**What you are asked to do:** All of the lines below should be printed again exactly as they are.

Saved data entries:
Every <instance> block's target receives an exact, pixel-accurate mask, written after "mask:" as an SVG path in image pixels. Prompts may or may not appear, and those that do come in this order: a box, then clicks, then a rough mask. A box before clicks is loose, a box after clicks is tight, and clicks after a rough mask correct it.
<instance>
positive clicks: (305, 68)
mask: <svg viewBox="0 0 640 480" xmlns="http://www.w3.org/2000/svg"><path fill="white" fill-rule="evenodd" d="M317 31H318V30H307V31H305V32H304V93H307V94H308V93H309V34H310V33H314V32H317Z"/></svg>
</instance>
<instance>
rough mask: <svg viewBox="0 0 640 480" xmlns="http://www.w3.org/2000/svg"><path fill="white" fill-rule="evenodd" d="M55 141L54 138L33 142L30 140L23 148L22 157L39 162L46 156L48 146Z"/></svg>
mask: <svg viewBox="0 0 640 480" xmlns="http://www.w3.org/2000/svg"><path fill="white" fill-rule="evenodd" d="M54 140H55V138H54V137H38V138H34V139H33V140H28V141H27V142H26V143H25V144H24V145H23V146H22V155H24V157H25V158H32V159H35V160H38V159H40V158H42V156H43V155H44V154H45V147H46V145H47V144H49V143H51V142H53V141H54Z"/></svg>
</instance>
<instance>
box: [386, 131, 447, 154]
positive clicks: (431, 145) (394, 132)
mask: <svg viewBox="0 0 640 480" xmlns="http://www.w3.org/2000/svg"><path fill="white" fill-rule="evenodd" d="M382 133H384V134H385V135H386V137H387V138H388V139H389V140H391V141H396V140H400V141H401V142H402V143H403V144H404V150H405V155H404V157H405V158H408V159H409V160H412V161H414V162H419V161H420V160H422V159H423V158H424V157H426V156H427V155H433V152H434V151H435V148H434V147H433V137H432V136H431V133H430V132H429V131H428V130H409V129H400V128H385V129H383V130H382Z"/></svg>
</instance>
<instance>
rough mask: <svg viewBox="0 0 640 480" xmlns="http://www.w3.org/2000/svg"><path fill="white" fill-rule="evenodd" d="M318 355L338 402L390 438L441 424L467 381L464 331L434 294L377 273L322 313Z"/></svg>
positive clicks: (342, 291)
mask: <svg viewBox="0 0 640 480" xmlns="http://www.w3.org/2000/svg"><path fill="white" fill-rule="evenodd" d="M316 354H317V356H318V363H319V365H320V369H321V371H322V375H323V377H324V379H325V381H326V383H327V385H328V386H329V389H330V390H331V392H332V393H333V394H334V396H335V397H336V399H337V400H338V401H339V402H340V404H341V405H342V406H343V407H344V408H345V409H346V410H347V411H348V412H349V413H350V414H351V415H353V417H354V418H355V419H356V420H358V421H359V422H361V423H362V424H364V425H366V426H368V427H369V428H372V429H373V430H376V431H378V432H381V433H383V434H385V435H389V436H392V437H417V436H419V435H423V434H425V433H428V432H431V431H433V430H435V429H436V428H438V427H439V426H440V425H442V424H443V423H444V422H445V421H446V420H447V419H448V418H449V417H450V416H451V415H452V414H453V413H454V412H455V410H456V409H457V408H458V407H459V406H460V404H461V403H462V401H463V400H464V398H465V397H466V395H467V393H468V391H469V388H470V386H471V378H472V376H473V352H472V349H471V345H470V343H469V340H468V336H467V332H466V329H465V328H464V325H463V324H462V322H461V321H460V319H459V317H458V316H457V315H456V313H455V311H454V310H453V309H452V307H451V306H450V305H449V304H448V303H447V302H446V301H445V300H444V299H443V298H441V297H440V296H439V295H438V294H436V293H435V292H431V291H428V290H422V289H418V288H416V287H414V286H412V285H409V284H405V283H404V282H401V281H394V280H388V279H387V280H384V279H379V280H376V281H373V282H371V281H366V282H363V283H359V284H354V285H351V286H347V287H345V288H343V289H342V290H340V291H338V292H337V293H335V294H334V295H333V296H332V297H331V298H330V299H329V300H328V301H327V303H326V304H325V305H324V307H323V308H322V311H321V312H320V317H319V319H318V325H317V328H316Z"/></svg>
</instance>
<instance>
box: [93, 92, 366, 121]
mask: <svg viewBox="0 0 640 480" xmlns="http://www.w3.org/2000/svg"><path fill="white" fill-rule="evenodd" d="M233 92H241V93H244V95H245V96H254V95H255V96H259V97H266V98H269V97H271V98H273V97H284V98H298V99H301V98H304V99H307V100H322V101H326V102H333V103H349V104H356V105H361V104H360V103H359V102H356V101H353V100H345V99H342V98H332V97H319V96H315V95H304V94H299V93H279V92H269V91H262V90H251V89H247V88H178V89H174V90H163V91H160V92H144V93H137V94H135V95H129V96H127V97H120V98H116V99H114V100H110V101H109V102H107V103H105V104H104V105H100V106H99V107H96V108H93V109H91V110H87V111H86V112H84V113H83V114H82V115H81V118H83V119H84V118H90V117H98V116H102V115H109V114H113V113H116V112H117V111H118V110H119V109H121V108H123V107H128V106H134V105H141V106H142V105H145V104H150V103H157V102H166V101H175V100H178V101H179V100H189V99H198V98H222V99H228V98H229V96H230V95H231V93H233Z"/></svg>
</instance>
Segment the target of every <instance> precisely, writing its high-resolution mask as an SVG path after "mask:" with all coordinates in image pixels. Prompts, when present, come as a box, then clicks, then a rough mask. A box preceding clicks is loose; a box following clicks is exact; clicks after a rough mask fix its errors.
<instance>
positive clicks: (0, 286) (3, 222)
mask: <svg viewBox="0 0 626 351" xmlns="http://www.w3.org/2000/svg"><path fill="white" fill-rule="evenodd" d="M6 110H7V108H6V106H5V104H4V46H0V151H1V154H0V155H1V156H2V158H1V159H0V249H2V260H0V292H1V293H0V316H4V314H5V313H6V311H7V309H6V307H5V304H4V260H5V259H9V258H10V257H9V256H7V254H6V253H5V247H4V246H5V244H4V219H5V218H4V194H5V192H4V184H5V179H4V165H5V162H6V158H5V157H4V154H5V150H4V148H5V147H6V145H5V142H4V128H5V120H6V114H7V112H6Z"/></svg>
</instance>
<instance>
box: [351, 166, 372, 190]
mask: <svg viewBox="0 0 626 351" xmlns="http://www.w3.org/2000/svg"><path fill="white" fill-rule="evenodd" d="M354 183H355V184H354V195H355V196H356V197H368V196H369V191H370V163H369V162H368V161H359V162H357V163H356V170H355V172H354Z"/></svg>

**Response to the exercise:**
Every <instance> block's target receives an exact, pixel-accurate mask, written after "mask:" as an SVG path in image pixels. Prompts may or may not appear, and those that do come in this order: a box, then clicks, then a rough mask. A box before clicks is loose, a box after clicks is tight, and clicks after a rough mask correct it.
<instance>
positive clicks: (305, 68)
mask: <svg viewBox="0 0 640 480" xmlns="http://www.w3.org/2000/svg"><path fill="white" fill-rule="evenodd" d="M317 31H318V30H307V31H305V32H304V93H307V94H308V93H309V34H310V33H314V32H317Z"/></svg>
</instance>
<instance>
rough mask: <svg viewBox="0 0 640 480" xmlns="http://www.w3.org/2000/svg"><path fill="white" fill-rule="evenodd" d="M55 141L54 138L33 142L30 140L23 148L22 157L39 162L46 156L48 146Z"/></svg>
mask: <svg viewBox="0 0 640 480" xmlns="http://www.w3.org/2000/svg"><path fill="white" fill-rule="evenodd" d="M54 140H55V138H54V137H38V138H34V139H33V140H28V141H27V142H26V143H25V144H24V145H23V146H22V155H24V157H25V158H32V159H35V160H38V159H40V158H42V156H43V155H44V154H45V147H46V145H47V144H49V143H51V142H53V141H54Z"/></svg>
</instance>
<instance>
box: [386, 131, 447, 154]
positive clicks: (431, 145) (394, 132)
mask: <svg viewBox="0 0 640 480" xmlns="http://www.w3.org/2000/svg"><path fill="white" fill-rule="evenodd" d="M382 133H384V134H385V135H386V137H387V138H388V139H389V140H391V141H396V140H400V141H401V142H402V143H403V144H404V150H405V155H404V157H405V158H408V159H409V160H412V161H414V162H419V161H420V160H422V159H423V158H424V157H426V156H427V155H433V152H434V151H435V148H434V147H433V137H432V136H431V133H430V132H429V131H428V130H409V129H400V128H385V129H383V130H382Z"/></svg>
</instance>
<instance>
rough mask: <svg viewBox="0 0 640 480" xmlns="http://www.w3.org/2000/svg"><path fill="white" fill-rule="evenodd" d="M318 355L338 402L390 438L441 424L467 381L464 331L434 294L377 273L322 313Z"/></svg>
positive clicks: (342, 291)
mask: <svg viewBox="0 0 640 480" xmlns="http://www.w3.org/2000/svg"><path fill="white" fill-rule="evenodd" d="M316 354H317V356H318V363H319V365H320V369H321V371H322V375H323V377H324V379H325V381H326V383H327V385H328V386H329V389H330V390H331V392H332V393H333V394H334V396H335V397H336V399H337V400H338V401H339V402H340V404H341V405H342V406H343V407H344V408H345V409H346V410H347V411H348V412H349V413H350V414H351V415H353V417H354V418H355V419H356V420H358V421H359V422H361V423H362V424H364V425H366V426H368V427H369V428H372V429H373V430H376V431H378V432H381V433H383V434H385V435H389V436H392V437H417V436H419V435H423V434H425V433H428V432H431V431H433V430H435V429H436V428H438V427H439V426H440V425H442V424H443V423H444V422H445V421H446V420H447V419H448V418H449V417H450V416H451V415H452V414H453V413H454V412H455V410H456V409H457V408H458V407H459V406H460V404H461V403H462V401H463V400H464V398H465V397H466V395H467V393H468V391H469V388H470V386H471V378H472V376H473V352H472V349H471V345H470V343H469V340H468V336H467V332H466V329H465V328H464V325H463V324H462V322H461V321H460V319H459V317H458V316H457V315H456V313H455V311H454V310H453V309H452V307H451V306H450V305H449V304H448V303H447V302H446V301H445V300H444V299H443V298H441V297H440V296H439V295H438V294H436V293H435V292H431V291H428V290H422V289H418V288H416V287H414V286H412V285H409V284H405V283H404V282H401V281H394V280H388V279H387V280H384V279H379V280H376V281H373V282H371V281H366V282H363V283H359V284H354V285H351V286H347V287H345V288H343V289H342V290H340V291H338V292H337V293H335V294H334V295H333V296H332V297H331V298H330V299H329V300H328V301H327V303H326V304H325V305H324V307H323V308H322V311H321V312H320V317H319V319H318V325H317V328H316Z"/></svg>
</instance>
<instance>
box: [93, 92, 366, 121]
mask: <svg viewBox="0 0 640 480" xmlns="http://www.w3.org/2000/svg"><path fill="white" fill-rule="evenodd" d="M233 92H241V93H244V95H245V96H254V95H255V96H259V97H266V98H269V97H271V98H273V97H284V98H298V99H301V98H304V99H307V100H322V101H326V102H333V103H349V104H356V105H361V104H360V103H359V102H356V101H353V100H345V99H342V98H332V97H319V96H315V95H304V94H299V93H279V92H269V91H262V90H251V89H247V88H178V89H174V90H163V91H160V92H144V93H137V94H135V95H129V96H127V97H120V98H116V99H114V100H110V101H109V102H107V103H105V104H104V105H100V106H99V107H96V108H93V109H91V110H87V111H86V112H84V113H83V114H82V115H81V118H83V119H84V118H90V117H98V116H102V115H109V114H113V113H116V112H117V111H118V110H119V109H121V108H123V107H128V106H134V105H141V106H142V105H145V104H150V103H157V102H166V101H175V100H178V101H179V100H189V99H198V98H222V99H228V98H229V96H230V95H231V93H233Z"/></svg>
</instance>
Segment the target of every <instance> precisely, writing its high-resolution mask as an SVG path after "mask:" with all coordinates in image pixels. Prompts, when present, come as a box, then clicks, then a rough mask. A box preceding clicks is loose; a box following clicks is exact; clicks after a rough mask fix its errors.
<instance>
positive clicks: (0, 286) (3, 222)
mask: <svg viewBox="0 0 626 351" xmlns="http://www.w3.org/2000/svg"><path fill="white" fill-rule="evenodd" d="M6 110H7V108H6V106H5V104H4V46H0V151H1V154H0V155H1V156H2V158H1V159H0V249H2V260H0V292H1V293H0V316H4V314H5V313H6V311H7V309H6V307H5V304H4V260H5V259H9V258H10V257H9V256H7V254H6V253H5V247H4V246H5V244H4V219H5V218H4V194H5V192H4V184H5V179H4V165H5V162H6V158H5V157H4V154H5V150H4V148H5V147H6V145H5V142H4V128H5V120H6V114H7V112H6Z"/></svg>
</instance>
<instance>
box: [351, 166, 372, 190]
mask: <svg viewBox="0 0 626 351" xmlns="http://www.w3.org/2000/svg"><path fill="white" fill-rule="evenodd" d="M354 183H355V184H354V195H355V196H356V197H368V196H369V191H370V163H369V162H368V161H359V162H357V163H356V170H355V172H354Z"/></svg>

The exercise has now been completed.